[[ EXERCISE TEXT open ]]

# Wall mounted train.



## StevenIsBallin (Jan 4, 2013)

Ive loved model trains since I was 5 but due to moving a lot, lack of money, and a lack of space Ive never been able to make a full layout. So a few weeks ago I got the idea of making a large picture frame with a model train in it. This would allow me to have something portable for when I move and would satisfy my train ich Ive had for so many years. The train will run on a single track with an auto reverse installed so the train will slowly go back and forth. The box the train will be in is 5 feet long and 2 feet high and is about 6 inches deep. I chose this length so the train would have room to run back and forth so it wouldnt look silly moving forward a few inches then reversing over and over. Once Im done with it I hope to hang it on the wall above my desk.










here is the box currently drying after a coat of stain. The bottom is curved to help simulate a river I plan on putting at the bottom of my mountains.










Here is a look at the inside. The mountains structure is wire mesh that will be covered in plaster. After the plaster is on Ill be using some woodland scenics rock molds to give the mountains a nice jagged rock face which ill stain with acrilic paint diluted in water. The wood shelf is what the train tracks will be laying on.










Here is the other end of the box. It was too long for me to get it in one shot with my ipod camera lol.

I was initially going to make the mountains out of foam but I chose the wire mesh instead because I needed the mountains to be hollow so I can fit the train electronics inside the picture. I plan on cutting a small door out of the back of the picture so I can access my electronics in case I want to change them out or add anything new. For my electronics Im using a cheap bachman speed controller thats small enough to fit behind the mountains and for the auto reversing Ill be using a miniatronics ru1-1 auto reverser. For my train Ill be using a Bachmann 4-8-2 Light Mountain Steam Locomotive.










Sorry for the low quality. I dont own a decent camera so I had to use my ipod lol.

[[ EXERCISE TEXT closed ]]

TASKS —
1 - In the wall-mounted train post, how big is the box the train will run in?
2 - Pick up the wall-mounted train post after its final line and keep it going.

[[ DATA open ]]

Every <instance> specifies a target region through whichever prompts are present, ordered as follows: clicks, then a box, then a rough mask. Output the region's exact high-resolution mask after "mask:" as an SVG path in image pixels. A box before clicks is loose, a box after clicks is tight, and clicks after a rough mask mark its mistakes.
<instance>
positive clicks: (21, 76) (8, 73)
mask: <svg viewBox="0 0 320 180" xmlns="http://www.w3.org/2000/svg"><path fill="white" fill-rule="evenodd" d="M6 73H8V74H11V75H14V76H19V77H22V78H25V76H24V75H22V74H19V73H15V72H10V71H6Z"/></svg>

[[ DATA closed ]]

LIST OF ANSWERS —
1 - It is 5 feet long, 2 feet high, and about 6 inches deep.

2 -
Depending on how well things go I may add some lighting to the box as well but electrical work intimidates me so Ill have to wait and see if Im up to it after Im done with everything else lol. Since this is my first project any feedback or advice is welcome. Ill keep this updated as I make more progress on it.


----------



## MayanMan (Dec 12, 2012)

nice idea. I am excited to see how it turns out.


----------



## Big Ed (Jun 16, 2009)

N scale?


----------



## StevenIsBallin (Jan 4, 2013)

Oopse forgot to mention that. Yes its n scale. I had to go with something small to keep the size and depth of the box down. The goal was for it to look like large picture and not a shelf so in order to do that I needed to use a smaller scale. I was initially going to go z scale but I heard that z scale is hard for beginners since its so small and they can come off the track easily if you dont make sure the track is set properly which would be disastrous if it fell off the track and fell 5 feet or so to the floor. I also couldnt find a decent steam locomotive selection for z scale so n scale was my next best choice and Im loving it so far.


----------



## tjcruiser (Jan 10, 2010)

Looks like a really fun build project. You're off to a nice start. Keep us posted!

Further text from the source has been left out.